Task requirements
In the entries that follow, the lines from the one with "Category: shrub" through the one with "Category: bare tree" are the ones to write out, exactly and with both ends included. Nothing else should appear.

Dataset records

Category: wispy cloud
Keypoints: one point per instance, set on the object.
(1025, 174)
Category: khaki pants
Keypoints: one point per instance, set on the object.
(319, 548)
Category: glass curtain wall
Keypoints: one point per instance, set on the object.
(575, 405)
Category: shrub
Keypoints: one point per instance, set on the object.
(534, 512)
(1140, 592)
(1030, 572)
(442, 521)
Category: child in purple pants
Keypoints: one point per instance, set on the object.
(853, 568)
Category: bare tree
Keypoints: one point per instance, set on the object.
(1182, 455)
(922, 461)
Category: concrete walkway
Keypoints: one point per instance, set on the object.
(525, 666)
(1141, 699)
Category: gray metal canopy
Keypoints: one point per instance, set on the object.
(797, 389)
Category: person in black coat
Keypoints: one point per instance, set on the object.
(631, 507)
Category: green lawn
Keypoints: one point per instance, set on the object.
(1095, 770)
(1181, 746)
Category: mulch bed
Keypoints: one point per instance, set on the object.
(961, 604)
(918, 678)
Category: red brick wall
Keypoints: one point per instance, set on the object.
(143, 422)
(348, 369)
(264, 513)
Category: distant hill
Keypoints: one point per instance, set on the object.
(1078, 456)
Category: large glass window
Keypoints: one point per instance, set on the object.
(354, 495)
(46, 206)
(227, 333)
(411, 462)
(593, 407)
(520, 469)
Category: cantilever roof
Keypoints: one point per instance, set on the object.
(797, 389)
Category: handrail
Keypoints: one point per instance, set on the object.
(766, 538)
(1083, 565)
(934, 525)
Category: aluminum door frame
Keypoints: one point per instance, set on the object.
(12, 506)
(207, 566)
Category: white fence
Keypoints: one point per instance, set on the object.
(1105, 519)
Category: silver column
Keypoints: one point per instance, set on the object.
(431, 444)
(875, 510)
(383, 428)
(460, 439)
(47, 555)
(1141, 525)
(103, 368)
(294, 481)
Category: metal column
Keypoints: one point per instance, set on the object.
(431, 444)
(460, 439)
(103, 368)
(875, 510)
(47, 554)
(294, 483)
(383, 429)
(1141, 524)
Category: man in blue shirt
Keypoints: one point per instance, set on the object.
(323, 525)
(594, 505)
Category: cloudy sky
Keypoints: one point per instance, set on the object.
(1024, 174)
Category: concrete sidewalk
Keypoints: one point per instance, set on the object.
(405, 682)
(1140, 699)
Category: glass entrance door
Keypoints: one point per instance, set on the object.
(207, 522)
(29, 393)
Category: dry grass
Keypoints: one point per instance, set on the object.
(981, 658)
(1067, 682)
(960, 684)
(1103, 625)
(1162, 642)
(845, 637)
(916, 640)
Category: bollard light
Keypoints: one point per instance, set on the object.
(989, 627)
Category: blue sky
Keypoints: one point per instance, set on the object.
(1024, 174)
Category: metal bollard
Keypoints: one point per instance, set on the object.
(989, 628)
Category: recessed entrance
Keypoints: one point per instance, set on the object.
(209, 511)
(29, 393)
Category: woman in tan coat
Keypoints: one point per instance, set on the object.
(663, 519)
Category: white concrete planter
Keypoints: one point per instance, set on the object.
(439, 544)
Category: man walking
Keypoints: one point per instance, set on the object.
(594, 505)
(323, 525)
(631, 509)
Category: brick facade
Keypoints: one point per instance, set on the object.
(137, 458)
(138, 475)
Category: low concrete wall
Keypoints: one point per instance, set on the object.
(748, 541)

Exercise result
Category: shrub
Keypoints: one point per instance, set on the object.
(534, 512)
(1140, 592)
(1030, 572)
(442, 521)
Category: child in purple pants
Keypoints: one point per instance, set on the object.
(853, 568)
Category: bare tree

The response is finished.